== Segment start ==

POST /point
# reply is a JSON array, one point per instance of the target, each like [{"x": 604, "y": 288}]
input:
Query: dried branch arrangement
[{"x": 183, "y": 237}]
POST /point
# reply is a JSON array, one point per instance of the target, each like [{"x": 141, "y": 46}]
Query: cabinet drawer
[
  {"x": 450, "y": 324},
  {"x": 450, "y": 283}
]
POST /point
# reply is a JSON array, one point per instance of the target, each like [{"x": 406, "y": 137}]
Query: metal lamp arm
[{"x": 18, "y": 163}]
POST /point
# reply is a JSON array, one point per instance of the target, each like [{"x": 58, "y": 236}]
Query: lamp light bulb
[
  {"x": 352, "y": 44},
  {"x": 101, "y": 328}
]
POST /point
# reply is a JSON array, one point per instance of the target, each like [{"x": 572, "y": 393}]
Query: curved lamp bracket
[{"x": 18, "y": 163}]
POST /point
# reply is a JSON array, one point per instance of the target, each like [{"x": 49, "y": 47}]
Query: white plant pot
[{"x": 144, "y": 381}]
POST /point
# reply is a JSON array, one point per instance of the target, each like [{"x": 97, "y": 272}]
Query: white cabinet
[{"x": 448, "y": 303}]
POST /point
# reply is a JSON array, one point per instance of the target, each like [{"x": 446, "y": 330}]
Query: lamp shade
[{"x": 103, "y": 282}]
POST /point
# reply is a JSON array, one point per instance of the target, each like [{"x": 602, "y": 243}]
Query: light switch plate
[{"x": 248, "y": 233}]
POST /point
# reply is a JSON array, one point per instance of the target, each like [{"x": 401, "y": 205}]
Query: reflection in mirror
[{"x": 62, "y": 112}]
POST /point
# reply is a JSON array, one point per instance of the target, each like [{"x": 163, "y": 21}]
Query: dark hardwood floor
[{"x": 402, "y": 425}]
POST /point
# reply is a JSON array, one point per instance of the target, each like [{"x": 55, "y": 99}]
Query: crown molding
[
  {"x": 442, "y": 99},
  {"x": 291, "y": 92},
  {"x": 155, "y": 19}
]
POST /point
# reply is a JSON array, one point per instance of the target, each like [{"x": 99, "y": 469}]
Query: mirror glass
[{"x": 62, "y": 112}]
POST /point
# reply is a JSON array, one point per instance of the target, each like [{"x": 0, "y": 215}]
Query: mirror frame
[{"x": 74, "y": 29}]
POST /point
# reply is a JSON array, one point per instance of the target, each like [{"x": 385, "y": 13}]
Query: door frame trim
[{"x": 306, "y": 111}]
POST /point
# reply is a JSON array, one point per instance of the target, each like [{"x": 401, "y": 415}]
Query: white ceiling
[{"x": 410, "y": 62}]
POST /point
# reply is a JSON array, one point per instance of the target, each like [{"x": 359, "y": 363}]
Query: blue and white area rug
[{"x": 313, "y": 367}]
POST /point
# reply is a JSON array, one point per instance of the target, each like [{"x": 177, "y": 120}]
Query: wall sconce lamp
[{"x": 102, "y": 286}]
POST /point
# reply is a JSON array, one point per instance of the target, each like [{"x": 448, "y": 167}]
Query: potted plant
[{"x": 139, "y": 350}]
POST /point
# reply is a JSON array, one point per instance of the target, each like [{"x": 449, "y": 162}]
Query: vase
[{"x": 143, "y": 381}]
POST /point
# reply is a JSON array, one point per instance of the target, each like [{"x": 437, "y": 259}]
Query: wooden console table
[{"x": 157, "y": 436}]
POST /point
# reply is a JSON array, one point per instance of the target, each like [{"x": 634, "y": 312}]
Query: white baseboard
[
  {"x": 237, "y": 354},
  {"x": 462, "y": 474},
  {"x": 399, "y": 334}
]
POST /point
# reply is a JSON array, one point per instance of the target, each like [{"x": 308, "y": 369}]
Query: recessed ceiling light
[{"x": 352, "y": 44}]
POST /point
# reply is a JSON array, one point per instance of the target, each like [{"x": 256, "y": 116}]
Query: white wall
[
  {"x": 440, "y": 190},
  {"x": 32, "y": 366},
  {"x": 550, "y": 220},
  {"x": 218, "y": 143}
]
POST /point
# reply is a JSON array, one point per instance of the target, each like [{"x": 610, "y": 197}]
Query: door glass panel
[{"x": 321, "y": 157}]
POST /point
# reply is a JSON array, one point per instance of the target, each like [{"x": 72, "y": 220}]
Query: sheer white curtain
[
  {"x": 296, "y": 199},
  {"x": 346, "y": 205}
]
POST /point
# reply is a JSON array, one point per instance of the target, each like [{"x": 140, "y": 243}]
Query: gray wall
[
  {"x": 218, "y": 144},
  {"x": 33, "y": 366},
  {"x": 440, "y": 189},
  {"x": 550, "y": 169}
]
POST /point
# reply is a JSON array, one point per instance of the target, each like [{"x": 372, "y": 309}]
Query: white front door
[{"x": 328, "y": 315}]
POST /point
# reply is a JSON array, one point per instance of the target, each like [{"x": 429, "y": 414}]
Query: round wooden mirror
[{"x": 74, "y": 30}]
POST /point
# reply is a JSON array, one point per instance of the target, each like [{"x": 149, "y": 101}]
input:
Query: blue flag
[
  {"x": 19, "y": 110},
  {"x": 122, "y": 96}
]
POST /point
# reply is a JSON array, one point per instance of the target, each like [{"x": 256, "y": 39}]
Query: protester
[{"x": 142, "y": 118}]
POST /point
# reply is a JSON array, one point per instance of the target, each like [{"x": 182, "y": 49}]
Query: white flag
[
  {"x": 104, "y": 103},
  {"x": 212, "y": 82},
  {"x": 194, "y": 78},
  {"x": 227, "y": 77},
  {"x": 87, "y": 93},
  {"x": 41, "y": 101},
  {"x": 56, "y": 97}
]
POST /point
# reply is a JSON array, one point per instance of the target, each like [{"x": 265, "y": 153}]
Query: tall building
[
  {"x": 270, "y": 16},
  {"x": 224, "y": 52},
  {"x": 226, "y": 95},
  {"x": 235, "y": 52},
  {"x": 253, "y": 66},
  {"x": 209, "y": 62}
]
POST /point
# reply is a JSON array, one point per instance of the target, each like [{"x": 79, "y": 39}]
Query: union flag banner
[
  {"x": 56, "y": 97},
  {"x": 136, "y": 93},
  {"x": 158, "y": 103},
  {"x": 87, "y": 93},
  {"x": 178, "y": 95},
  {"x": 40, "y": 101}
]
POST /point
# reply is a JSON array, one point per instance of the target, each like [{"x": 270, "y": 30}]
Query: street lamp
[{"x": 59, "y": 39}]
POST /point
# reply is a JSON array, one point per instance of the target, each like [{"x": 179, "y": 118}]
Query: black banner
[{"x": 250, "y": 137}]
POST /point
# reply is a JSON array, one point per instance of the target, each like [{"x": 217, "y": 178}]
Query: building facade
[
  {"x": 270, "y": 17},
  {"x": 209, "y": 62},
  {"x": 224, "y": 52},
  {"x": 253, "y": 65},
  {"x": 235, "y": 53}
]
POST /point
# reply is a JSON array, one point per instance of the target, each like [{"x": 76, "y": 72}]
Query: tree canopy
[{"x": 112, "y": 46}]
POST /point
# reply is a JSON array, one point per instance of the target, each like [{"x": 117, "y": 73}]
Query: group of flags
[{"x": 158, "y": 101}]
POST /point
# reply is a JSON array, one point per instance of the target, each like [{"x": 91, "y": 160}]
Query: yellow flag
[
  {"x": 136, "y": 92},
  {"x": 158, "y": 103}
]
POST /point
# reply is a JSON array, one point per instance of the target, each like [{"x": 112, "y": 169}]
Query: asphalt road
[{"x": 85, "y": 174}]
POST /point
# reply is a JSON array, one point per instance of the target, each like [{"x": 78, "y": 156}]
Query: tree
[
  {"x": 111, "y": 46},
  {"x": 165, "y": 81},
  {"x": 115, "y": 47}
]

== Segment end ==

## [TASK REQUIREMENTS]
Copy each line above exactly as it stands.

## [FINISHED EXERCISE]
POST /point
# reply is a JSON array, one point per instance of the target, each like [{"x": 604, "y": 288}]
input:
Query: dried branch arrangement
[{"x": 183, "y": 237}]
POST /point
# reply is a JSON array, one point per instance of the target, each like [{"x": 141, "y": 46}]
Query: cabinet drawer
[
  {"x": 450, "y": 324},
  {"x": 450, "y": 283}
]
POST /point
# reply is a JSON array, one point per instance of the target, each like [{"x": 406, "y": 137}]
Query: metal lamp arm
[{"x": 18, "y": 163}]
POST /point
# reply is a JSON array, one point per instance of the target, each like [{"x": 58, "y": 236}]
Query: lamp light bulb
[
  {"x": 352, "y": 44},
  {"x": 101, "y": 328}
]
POST /point
# reply is a JSON array, one point per instance of the target, each like [{"x": 572, "y": 393}]
Query: curved lamp bracket
[{"x": 18, "y": 163}]
POST /point
# reply is a JSON array, one point per instance of the target, each like [{"x": 49, "y": 47}]
Query: white plant pot
[{"x": 144, "y": 381}]
POST /point
# reply is a JSON array, one point per instance of the target, each like [{"x": 97, "y": 272}]
Query: white cabinet
[{"x": 448, "y": 303}]
POST /point
# reply is a JSON array, one point per instance of the target, each like [{"x": 446, "y": 330}]
Query: lamp shade
[{"x": 103, "y": 282}]
POST /point
# reply is a JSON array, one point per instance of the target, each like [{"x": 602, "y": 243}]
Query: light switch plate
[{"x": 248, "y": 233}]
POST /point
# reply is a JSON array, one point per instance of the target, each like [{"x": 401, "y": 205}]
Query: reflection in mirror
[{"x": 62, "y": 112}]
POST /point
# reply is a JSON array, one point per instance of the target, each like [{"x": 163, "y": 21}]
Query: dark hardwood floor
[{"x": 402, "y": 425}]
POST /point
# reply is a JSON array, one point per instance of the target, each like [{"x": 55, "y": 99}]
Query: crown molding
[
  {"x": 442, "y": 99},
  {"x": 291, "y": 92},
  {"x": 155, "y": 19}
]
POST /point
# reply is a JSON array, one point per instance of the target, each like [{"x": 99, "y": 469}]
Query: mirror glass
[{"x": 62, "y": 112}]
POST /point
# reply is a JSON array, one point per instance of the target, each like [{"x": 0, "y": 215}]
Query: mirror frame
[{"x": 74, "y": 29}]
POST /point
# reply is a JSON array, one point per instance of the target, each like [{"x": 385, "y": 13}]
Query: door frame trim
[{"x": 306, "y": 111}]
POST /point
# reply is a JSON array, one point per instance of the target, each like [{"x": 401, "y": 415}]
Query: white ceiling
[{"x": 410, "y": 62}]
POST /point
# reply is a JSON array, one point per instance of the target, each like [{"x": 359, "y": 363}]
Query: blue and white area rug
[{"x": 313, "y": 367}]
POST /point
# reply is a JSON array, one point per instance of the target, each like [{"x": 177, "y": 120}]
Query: wall sconce lamp
[{"x": 102, "y": 286}]
POST /point
# reply is a JSON array, one point per instance of the target, each like [{"x": 448, "y": 167}]
Query: potted plant
[{"x": 139, "y": 350}]
POST /point
# reply is a JSON array, one point per instance of the target, each like [{"x": 449, "y": 162}]
Query: vase
[{"x": 143, "y": 381}]
POST /point
# reply is a JSON array, one point per instance of the target, each like [{"x": 437, "y": 259}]
Query: wooden console table
[{"x": 157, "y": 436}]
POST /point
# reply is a JSON array, one point per instance of the target, each like [{"x": 634, "y": 312}]
Query: white baseboard
[
  {"x": 237, "y": 354},
  {"x": 462, "y": 474},
  {"x": 399, "y": 334}
]
POST /point
# reply is a JSON array, one point per instance of the target, each like [{"x": 308, "y": 369}]
Query: recessed ceiling light
[{"x": 352, "y": 44}]
POST /point
# reply is a JSON array, one point per instance of the target, each like [{"x": 256, "y": 116}]
Query: white wall
[
  {"x": 440, "y": 190},
  {"x": 32, "y": 366},
  {"x": 550, "y": 220},
  {"x": 218, "y": 143}
]
POST /point
# reply is a JSON array, one point per instance of the target, each like [{"x": 610, "y": 197}]
Query: door glass panel
[{"x": 321, "y": 157}]
POST /point
# reply is a JSON array, one point per instance of the target, each like [{"x": 72, "y": 220}]
Query: sheer white curtain
[
  {"x": 296, "y": 199},
  {"x": 346, "y": 205}
]
POST /point
# reply is a JSON array, one point per instance of the target, each like [{"x": 140, "y": 243}]
Query: gray wall
[
  {"x": 218, "y": 144},
  {"x": 33, "y": 366},
  {"x": 440, "y": 189},
  {"x": 550, "y": 169}
]
POST /point
# reply is a JSON array, one point per instance of the target, each like [{"x": 372, "y": 309}]
Query: white front door
[{"x": 328, "y": 315}]
POST /point
# reply is a JSON array, one point per instance of the target, each like [{"x": 429, "y": 414}]
Query: round wooden mirror
[{"x": 74, "y": 30}]
POST /point
# reply is a JSON array, one point per instance of the target, each like [{"x": 149, "y": 101}]
input:
Query: blue flag
[
  {"x": 19, "y": 110},
  {"x": 122, "y": 96}
]
POST /point
# reply is a JSON array, one point per instance of the target, each like [{"x": 256, "y": 39}]
Query: protester
[{"x": 142, "y": 118}]
POST /point
# reply is a JSON array, one point per instance of the target, each like [{"x": 182, "y": 49}]
Query: white flag
[
  {"x": 104, "y": 103},
  {"x": 212, "y": 82},
  {"x": 194, "y": 78},
  {"x": 227, "y": 77},
  {"x": 87, "y": 93},
  {"x": 41, "y": 101},
  {"x": 56, "y": 97}
]
POST /point
# reply is a JSON array, one point per instance of the target, each like [{"x": 265, "y": 153}]
Query: tall building
[
  {"x": 270, "y": 16},
  {"x": 224, "y": 52},
  {"x": 226, "y": 95},
  {"x": 235, "y": 52},
  {"x": 253, "y": 66},
  {"x": 209, "y": 62}
]
POST /point
# reply is a JSON array, one point per instance of the target, each like [{"x": 79, "y": 39}]
Query: union flag banner
[
  {"x": 56, "y": 97},
  {"x": 136, "y": 93},
  {"x": 158, "y": 103},
  {"x": 87, "y": 93},
  {"x": 178, "y": 95},
  {"x": 40, "y": 101}
]
POST /point
# reply is a JSON array, one point per instance of the target, each like [{"x": 270, "y": 30}]
Query: street lamp
[{"x": 59, "y": 39}]
POST /point
# reply is a JSON array, one point per instance of the target, each like [{"x": 179, "y": 118}]
Query: black banner
[{"x": 250, "y": 137}]
POST /point
# reply is a JSON array, one point per instance of the target, each like [{"x": 217, "y": 178}]
Query: building facade
[
  {"x": 270, "y": 17},
  {"x": 209, "y": 62},
  {"x": 224, "y": 52},
  {"x": 253, "y": 65},
  {"x": 235, "y": 53}
]
POST /point
# reply is a JSON array, one point per instance of the target, each like [{"x": 76, "y": 72}]
Query: tree canopy
[{"x": 112, "y": 46}]
POST /point
# reply is a JSON array, one point per instance of the target, each like [{"x": 117, "y": 73}]
Query: group of flags
[{"x": 158, "y": 101}]
POST /point
# reply is a JSON array, one point per instance of the target, each like [{"x": 91, "y": 160}]
Query: yellow flag
[
  {"x": 136, "y": 92},
  {"x": 158, "y": 103}
]
POST /point
# reply is a JSON array, one point per instance of the target, each like [{"x": 112, "y": 169}]
Query: asphalt road
[{"x": 85, "y": 174}]
POST /point
# reply is a JSON array, one point per instance of the target, each like [{"x": 78, "y": 156}]
Query: tree
[
  {"x": 111, "y": 46},
  {"x": 165, "y": 81},
  {"x": 115, "y": 47}
]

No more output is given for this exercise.